Федор Раззаков - Владимир Высоцкий. По лезвию бритвы
Но если участие в кинопроцессе приносило мало приятного Владимиру Высоцкому, то этого нельзя сказать о его поэтическом вдохновении, так как в Выезжем Логе в его поэтическом творчестве наступила настоящая «болдинская осень». Там в конце июля — начале августа из-под его пера появятся две самые знаменитые его песни: «Охота на волков» и «Банька по-белому».
Позднее Е. Евтушенко, прослушав «Охоту на волков», отобьет с Севера телеграмму Высоцкому в Москву: «Слушали твою песню двадцать раз подряд. Становлюсь перед тобой на колени».
Именно с «Охоты на волков» и начался тот Владимир Высоцкий, который вскоре ворвется в 70-е как яростный обличитель лжи и фарисейства, царивших тогда в обществе. Именно «Охота на волков» явилась первым серьезным шагом Высоцкого, превратившим его из певца дворов и подворотен в автора остросоциальных песен и стихов.

-----

* **Задание A**:
Определите, соответствуют ли отрывку о Высоцком следующие утверждения: (i) песни «Охота на волков» и «Банька по-белому» появились в конце июля — начале августа; (ii) Евтушенко отправил Высоцкому телеграмму из Москвы на Север; (iii) участие в кинопроцессе доставляло Высоцкому много приятного. На каждое ответьте «да» или «нет» и приведите решающие слова отрывка в точной цитате.
* **Задание B**:
Почему в отрывке о Высоцком «Охота на волков» названа первым серьезным шагом поэта? Ответьте в одном–трех предложениях.

* **Предоставленный материал**:
-----

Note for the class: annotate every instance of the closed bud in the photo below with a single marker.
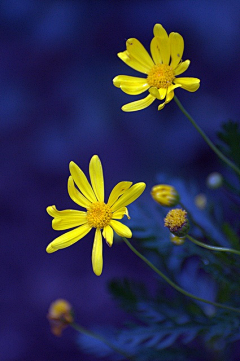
(165, 195)
(177, 222)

-----

* **Ответ A**:
(i) Да: «в конце июля — начале августа из-под его пера появятся две самые знаменитые его песни: «Охота на волков» и «Банька по-белому»».
(ii) Нет: «отобьет с Севера телеграмму Высоцкому в Москву».
(iii) Нет: «участие в кинопроцессе приносило мало приятного Владимиру Высоцкому».

* **Ответ B**:
По словам отрывка, эта песня превратила Высоцкого из певца дворов и подворотен в автора остросоциальных песен и стихов. Именно с нее начался тот Высоцкий, который вскоре ворвется в 70-е как яростный обличитель лжи и фарисейства.